Entries shown:

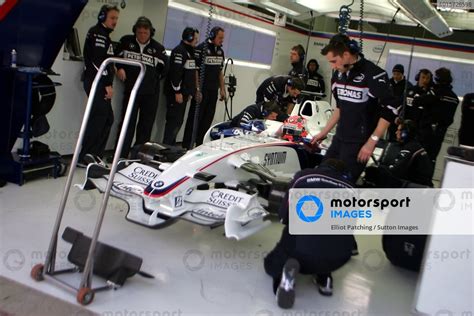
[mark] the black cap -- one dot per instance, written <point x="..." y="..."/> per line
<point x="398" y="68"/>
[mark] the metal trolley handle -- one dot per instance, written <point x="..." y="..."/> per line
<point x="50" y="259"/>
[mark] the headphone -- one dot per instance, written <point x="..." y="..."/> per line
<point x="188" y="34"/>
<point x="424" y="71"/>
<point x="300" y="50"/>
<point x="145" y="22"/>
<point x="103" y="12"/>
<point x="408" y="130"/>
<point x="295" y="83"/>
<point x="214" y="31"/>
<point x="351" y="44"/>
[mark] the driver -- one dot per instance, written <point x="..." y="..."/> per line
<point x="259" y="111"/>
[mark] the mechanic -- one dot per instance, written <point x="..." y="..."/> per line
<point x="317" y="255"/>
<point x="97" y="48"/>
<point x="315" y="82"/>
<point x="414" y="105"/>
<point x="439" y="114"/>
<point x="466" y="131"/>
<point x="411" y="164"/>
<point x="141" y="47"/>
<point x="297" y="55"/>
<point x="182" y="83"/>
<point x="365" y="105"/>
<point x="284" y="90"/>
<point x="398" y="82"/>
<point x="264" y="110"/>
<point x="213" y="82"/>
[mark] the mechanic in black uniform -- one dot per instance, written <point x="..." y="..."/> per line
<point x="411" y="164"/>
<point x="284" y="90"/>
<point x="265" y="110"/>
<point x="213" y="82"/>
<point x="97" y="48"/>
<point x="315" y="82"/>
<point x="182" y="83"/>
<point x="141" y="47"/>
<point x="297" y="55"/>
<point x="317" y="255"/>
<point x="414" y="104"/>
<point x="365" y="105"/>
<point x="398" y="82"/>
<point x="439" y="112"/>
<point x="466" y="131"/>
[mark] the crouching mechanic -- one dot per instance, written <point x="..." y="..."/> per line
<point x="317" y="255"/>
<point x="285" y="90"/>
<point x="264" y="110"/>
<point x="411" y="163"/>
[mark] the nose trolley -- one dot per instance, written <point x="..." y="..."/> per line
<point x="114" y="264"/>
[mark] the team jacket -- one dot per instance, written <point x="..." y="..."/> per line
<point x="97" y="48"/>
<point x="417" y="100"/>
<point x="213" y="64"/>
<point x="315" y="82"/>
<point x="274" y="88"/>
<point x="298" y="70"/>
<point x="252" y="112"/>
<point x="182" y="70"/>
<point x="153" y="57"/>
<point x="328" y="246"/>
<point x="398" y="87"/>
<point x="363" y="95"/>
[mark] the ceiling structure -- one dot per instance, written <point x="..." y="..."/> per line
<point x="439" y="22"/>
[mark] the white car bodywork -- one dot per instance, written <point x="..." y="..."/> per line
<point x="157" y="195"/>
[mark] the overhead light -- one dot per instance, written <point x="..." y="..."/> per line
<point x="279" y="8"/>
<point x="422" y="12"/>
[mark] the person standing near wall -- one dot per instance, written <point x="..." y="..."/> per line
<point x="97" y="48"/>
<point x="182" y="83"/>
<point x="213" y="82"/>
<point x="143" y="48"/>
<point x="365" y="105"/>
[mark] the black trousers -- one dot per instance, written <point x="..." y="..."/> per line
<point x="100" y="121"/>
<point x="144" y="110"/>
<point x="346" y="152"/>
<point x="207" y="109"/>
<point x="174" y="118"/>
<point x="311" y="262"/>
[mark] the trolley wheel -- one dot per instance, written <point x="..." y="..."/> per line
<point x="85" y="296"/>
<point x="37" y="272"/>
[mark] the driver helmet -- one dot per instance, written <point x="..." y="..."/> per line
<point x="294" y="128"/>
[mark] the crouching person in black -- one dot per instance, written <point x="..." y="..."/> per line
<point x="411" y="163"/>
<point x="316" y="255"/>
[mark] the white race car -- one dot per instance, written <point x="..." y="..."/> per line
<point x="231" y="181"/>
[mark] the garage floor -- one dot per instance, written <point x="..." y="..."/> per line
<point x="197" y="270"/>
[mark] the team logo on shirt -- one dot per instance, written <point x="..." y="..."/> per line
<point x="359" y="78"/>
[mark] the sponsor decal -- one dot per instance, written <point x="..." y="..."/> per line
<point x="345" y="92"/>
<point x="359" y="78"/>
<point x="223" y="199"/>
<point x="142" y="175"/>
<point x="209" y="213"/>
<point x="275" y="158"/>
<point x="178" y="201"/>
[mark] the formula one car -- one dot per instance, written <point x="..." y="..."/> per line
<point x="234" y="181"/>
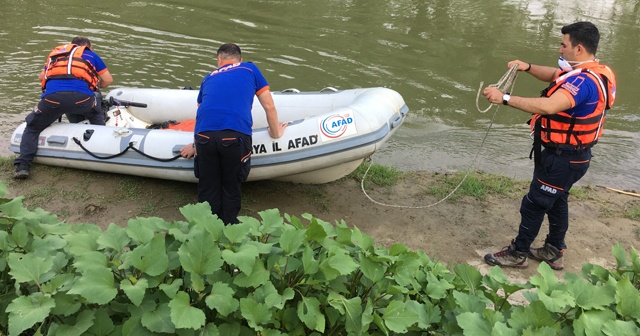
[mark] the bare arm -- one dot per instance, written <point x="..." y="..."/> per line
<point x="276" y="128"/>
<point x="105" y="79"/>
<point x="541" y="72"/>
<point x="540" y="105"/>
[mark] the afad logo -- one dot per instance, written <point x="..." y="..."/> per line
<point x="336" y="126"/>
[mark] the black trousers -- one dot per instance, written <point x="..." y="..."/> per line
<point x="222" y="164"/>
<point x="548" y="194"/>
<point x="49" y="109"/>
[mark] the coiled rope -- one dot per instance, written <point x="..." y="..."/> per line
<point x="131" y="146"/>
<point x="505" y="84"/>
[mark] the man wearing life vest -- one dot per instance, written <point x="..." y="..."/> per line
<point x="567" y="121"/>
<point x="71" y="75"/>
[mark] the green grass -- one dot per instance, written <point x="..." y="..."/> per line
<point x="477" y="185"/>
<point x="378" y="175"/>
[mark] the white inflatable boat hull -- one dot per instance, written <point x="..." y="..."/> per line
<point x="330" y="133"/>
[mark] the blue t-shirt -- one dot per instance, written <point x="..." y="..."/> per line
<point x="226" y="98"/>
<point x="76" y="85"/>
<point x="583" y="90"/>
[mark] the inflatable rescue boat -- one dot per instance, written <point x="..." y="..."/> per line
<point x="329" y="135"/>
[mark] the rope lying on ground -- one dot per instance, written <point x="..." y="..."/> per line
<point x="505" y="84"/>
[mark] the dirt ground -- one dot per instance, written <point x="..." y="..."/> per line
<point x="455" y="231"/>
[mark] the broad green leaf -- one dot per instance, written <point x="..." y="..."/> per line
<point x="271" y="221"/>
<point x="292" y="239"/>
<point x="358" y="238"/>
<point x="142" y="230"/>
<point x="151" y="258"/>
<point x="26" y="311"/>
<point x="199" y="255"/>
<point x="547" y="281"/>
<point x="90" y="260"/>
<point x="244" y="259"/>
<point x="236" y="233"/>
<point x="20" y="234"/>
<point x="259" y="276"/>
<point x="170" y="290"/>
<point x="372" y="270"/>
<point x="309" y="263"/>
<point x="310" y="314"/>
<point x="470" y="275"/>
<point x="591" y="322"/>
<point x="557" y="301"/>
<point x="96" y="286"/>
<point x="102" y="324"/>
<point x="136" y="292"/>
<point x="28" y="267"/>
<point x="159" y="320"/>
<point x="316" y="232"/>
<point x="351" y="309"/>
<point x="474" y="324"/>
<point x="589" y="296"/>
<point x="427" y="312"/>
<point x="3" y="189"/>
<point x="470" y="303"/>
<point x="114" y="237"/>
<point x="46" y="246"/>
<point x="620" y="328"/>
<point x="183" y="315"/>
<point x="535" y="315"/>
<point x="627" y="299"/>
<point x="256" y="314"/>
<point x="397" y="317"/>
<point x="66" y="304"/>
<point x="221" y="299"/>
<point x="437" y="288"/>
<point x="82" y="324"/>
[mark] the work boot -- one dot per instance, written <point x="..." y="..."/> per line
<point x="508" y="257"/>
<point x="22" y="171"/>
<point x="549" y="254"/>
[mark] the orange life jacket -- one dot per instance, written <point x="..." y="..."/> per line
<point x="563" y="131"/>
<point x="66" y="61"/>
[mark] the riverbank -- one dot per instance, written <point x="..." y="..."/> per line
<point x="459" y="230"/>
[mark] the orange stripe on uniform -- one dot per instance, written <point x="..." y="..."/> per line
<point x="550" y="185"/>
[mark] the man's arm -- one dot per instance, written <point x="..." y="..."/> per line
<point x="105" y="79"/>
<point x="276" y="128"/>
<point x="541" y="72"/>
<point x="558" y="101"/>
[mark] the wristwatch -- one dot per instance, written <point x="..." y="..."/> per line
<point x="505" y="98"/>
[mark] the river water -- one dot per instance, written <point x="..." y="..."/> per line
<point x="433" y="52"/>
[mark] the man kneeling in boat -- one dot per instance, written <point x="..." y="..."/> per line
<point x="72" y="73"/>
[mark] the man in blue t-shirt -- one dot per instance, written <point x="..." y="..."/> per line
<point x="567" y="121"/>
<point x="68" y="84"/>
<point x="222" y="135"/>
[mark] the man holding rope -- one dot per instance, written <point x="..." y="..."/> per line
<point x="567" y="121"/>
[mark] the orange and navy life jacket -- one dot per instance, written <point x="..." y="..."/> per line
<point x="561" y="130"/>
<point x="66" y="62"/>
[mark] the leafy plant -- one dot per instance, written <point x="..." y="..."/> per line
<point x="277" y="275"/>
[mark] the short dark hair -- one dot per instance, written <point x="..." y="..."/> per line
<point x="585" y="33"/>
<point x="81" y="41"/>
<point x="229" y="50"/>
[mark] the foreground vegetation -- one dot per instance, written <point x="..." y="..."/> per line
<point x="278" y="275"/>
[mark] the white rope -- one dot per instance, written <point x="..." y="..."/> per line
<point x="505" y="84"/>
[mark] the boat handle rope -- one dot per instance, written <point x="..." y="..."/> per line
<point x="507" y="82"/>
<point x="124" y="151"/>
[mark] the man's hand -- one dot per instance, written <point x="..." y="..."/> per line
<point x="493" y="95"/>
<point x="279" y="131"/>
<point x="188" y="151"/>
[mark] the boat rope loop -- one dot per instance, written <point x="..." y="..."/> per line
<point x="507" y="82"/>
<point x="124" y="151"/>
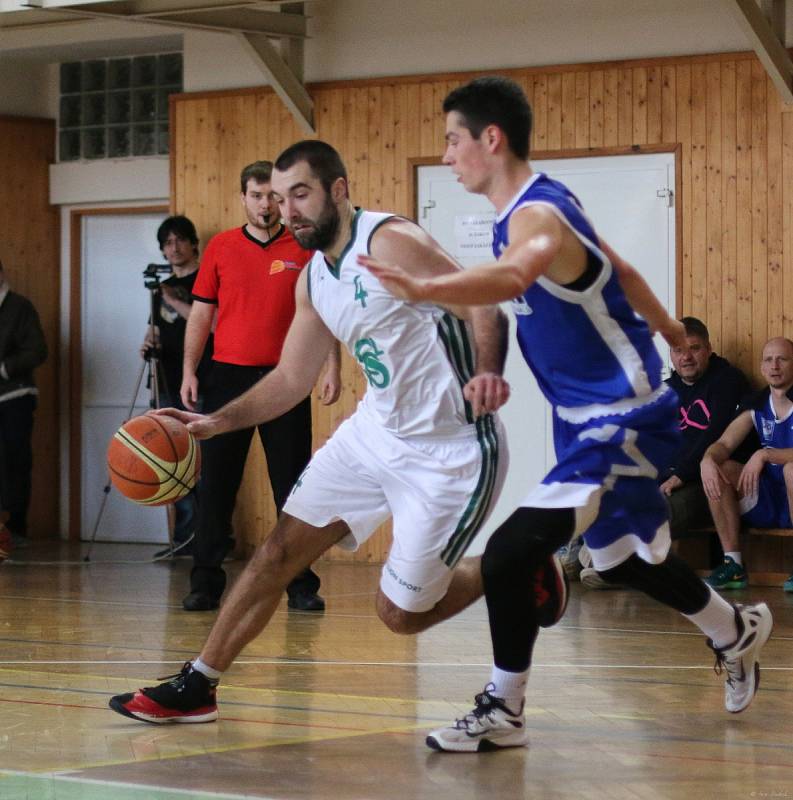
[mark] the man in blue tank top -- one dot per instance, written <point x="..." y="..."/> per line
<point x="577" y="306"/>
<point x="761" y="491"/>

Task description:
Give an exact reproduction of the lines from the one with "[mark] the man in blue tank" to the final line of the entries, including both.

Written solution:
[mark] the man in blue tank top -- one dot per instance, written <point x="..." y="..."/> per line
<point x="577" y="306"/>
<point x="761" y="491"/>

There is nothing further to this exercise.